◆ **WHAT IS REQUIRED**: Lines in which "query" appears should be pulled from the data below.

◆ **DATA PROVIDED**:
────────

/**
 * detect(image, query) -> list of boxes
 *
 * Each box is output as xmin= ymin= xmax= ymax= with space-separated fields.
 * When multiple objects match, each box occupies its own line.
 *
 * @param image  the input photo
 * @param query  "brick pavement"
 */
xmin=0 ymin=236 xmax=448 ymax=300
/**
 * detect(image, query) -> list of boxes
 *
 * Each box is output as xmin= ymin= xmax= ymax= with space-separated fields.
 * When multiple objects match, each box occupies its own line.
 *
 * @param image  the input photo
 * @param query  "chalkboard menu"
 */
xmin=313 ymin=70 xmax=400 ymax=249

────────

◆ **RESULT BELOW**:
 * detect(image, query) -> list of boxes
 * @param query  "brick pavement"
 * detect(image, query) -> list of boxes
 * @param query  "chalkboard menu"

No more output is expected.